Required action: Produce word for word the lines of the data below running from the one that has "box: [345, 141, 357, 153]" to the one that has "positive clicks: (149, 281) (287, 249)", inclusive, and no others.

[Data records]
··········

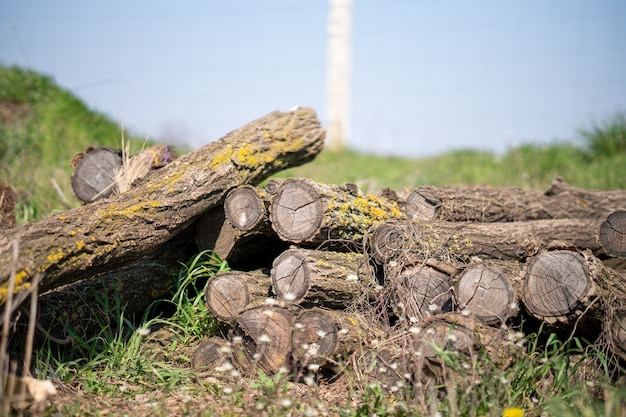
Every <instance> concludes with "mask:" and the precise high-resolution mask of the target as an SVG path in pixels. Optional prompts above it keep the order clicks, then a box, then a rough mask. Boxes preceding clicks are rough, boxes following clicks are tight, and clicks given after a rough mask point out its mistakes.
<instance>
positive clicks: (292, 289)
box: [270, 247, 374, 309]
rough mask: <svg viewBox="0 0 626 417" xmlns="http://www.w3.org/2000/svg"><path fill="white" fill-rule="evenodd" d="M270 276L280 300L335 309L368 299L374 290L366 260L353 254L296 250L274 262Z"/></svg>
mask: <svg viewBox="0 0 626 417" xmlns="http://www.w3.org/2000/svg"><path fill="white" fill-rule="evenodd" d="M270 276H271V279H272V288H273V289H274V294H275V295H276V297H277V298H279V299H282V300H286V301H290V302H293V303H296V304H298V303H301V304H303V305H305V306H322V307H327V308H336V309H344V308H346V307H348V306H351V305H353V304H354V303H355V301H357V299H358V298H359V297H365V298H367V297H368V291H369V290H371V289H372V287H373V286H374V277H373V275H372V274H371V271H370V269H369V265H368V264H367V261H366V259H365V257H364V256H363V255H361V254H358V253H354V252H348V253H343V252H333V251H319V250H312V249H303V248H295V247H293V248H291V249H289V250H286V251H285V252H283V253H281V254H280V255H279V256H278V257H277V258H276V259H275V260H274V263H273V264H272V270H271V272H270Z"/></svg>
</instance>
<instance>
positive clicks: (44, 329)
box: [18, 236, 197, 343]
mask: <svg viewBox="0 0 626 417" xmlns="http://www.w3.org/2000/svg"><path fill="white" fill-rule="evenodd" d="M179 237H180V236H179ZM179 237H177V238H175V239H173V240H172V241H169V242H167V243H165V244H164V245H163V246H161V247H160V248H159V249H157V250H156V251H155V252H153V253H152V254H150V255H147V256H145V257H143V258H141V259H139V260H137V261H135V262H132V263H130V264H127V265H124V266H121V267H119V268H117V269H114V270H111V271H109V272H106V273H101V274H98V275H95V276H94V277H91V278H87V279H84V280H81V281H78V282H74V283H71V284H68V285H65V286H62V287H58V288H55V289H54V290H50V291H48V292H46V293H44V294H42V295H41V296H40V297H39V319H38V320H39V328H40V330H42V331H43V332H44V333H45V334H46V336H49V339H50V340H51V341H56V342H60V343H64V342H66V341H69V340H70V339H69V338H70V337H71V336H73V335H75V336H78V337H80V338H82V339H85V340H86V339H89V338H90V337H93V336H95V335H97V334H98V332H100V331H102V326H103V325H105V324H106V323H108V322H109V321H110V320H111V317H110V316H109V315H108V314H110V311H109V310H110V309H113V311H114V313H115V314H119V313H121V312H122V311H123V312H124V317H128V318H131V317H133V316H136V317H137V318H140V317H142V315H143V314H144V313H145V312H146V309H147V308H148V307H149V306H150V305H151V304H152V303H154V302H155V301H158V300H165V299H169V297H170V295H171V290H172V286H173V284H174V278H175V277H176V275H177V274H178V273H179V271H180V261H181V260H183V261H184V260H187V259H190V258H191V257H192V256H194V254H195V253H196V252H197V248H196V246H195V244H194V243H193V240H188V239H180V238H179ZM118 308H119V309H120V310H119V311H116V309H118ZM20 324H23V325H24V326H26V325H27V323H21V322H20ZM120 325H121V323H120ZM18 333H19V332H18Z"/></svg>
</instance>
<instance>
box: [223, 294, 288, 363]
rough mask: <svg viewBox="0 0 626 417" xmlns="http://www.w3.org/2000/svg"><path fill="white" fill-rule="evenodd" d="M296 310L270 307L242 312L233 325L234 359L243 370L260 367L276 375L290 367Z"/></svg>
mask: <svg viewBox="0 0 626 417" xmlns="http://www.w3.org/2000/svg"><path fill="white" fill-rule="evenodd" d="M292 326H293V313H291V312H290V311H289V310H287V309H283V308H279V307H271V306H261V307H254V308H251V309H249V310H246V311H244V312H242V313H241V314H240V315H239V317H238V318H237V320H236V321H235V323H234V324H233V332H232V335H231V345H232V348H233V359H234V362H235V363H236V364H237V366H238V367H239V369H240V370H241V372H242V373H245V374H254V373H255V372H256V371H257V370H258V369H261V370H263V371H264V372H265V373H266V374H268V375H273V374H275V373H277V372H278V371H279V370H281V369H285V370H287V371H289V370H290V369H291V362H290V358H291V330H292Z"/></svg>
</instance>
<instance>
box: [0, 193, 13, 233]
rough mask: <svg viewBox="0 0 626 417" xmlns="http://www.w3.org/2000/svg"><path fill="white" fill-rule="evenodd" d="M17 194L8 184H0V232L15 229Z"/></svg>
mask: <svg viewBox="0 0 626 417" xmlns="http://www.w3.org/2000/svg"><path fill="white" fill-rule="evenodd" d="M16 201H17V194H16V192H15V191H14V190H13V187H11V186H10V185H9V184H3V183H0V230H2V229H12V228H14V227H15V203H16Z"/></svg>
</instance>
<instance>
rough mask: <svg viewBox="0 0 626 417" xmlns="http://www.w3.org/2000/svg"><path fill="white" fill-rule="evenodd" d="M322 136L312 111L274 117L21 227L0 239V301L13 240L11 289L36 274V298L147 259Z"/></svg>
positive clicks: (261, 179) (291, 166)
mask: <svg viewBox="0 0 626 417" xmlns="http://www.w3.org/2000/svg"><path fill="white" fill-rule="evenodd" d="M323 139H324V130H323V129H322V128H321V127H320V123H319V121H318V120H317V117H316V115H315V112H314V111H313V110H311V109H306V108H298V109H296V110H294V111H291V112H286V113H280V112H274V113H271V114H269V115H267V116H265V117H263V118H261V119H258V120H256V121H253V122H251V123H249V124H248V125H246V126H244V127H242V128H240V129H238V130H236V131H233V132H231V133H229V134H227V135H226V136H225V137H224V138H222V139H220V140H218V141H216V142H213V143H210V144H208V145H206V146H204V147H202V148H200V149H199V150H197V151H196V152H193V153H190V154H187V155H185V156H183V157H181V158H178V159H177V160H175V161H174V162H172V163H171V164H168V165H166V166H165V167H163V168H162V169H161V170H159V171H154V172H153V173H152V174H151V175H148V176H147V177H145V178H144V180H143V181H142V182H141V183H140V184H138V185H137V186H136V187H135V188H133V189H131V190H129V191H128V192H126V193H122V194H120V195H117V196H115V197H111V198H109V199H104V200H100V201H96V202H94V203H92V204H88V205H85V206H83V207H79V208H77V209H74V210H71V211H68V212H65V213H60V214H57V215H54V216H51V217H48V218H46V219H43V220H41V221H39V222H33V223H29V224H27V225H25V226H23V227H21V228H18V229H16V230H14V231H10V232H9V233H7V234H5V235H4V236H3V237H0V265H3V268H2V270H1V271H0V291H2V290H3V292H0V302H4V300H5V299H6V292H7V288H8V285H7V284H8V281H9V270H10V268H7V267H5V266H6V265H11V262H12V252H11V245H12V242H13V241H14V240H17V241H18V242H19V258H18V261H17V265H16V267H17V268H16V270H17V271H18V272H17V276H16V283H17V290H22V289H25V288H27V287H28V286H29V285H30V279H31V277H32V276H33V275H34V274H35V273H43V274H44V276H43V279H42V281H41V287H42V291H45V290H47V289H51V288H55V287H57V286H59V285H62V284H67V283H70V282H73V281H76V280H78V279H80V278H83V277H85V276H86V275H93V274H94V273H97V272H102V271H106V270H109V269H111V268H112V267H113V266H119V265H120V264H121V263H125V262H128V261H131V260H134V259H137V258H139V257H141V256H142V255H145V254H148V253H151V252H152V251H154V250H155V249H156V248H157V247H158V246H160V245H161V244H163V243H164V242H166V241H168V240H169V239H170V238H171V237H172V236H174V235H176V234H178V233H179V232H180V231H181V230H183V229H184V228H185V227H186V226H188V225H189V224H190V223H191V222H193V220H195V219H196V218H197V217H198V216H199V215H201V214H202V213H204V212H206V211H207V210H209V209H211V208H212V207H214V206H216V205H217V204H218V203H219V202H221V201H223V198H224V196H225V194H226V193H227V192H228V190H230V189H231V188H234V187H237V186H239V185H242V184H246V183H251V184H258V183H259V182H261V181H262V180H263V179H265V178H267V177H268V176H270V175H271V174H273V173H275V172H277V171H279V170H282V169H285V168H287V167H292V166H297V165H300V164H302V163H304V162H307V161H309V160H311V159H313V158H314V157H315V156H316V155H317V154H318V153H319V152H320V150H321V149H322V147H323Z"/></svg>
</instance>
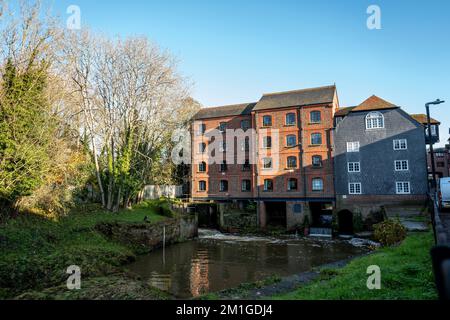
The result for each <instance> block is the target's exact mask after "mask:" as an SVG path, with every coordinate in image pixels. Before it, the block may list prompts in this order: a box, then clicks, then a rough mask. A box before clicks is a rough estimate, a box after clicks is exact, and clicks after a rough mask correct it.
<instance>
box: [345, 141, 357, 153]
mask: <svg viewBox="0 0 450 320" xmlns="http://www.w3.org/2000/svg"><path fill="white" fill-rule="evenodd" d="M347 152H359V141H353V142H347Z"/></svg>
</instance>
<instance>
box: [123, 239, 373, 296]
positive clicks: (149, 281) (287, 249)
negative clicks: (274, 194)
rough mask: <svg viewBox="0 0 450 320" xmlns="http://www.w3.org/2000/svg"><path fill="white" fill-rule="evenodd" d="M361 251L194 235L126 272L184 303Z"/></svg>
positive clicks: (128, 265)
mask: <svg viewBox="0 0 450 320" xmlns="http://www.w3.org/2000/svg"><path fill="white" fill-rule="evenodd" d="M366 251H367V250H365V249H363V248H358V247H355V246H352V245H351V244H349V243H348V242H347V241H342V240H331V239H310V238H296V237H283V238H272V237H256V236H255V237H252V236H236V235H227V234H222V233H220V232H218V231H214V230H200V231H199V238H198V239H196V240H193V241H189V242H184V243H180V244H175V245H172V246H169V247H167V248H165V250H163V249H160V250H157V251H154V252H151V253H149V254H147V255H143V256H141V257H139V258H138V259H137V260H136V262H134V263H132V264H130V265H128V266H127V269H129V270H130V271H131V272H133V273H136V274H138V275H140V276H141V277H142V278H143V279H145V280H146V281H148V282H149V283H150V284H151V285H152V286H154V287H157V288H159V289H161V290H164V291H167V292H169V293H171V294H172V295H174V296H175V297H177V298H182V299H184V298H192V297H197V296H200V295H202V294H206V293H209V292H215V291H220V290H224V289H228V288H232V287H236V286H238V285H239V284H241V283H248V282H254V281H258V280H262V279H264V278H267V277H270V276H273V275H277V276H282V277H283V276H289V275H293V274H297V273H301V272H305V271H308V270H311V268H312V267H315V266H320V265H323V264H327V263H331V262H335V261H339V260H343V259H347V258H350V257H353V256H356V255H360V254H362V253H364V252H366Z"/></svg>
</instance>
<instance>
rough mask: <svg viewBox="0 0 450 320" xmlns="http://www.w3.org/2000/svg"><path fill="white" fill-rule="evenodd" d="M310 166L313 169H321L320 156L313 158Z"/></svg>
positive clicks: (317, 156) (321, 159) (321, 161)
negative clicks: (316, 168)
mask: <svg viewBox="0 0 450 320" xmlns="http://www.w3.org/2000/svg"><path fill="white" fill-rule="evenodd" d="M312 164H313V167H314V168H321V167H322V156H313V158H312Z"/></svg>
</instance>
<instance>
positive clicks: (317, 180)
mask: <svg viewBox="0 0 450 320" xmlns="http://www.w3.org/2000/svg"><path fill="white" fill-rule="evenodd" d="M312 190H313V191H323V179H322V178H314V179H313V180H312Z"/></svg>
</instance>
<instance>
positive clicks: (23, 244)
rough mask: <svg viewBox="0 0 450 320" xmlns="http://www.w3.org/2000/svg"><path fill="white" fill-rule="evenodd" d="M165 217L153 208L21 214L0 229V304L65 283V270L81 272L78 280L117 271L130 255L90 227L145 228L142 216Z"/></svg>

··········

Answer for this exercise:
box: [345, 141, 357, 153]
mask: <svg viewBox="0 0 450 320" xmlns="http://www.w3.org/2000/svg"><path fill="white" fill-rule="evenodd" d="M347 152H359V141H353V142H347Z"/></svg>
</instance>
<instance>
box: [123, 239, 373, 296]
positive clicks: (149, 281) (287, 249)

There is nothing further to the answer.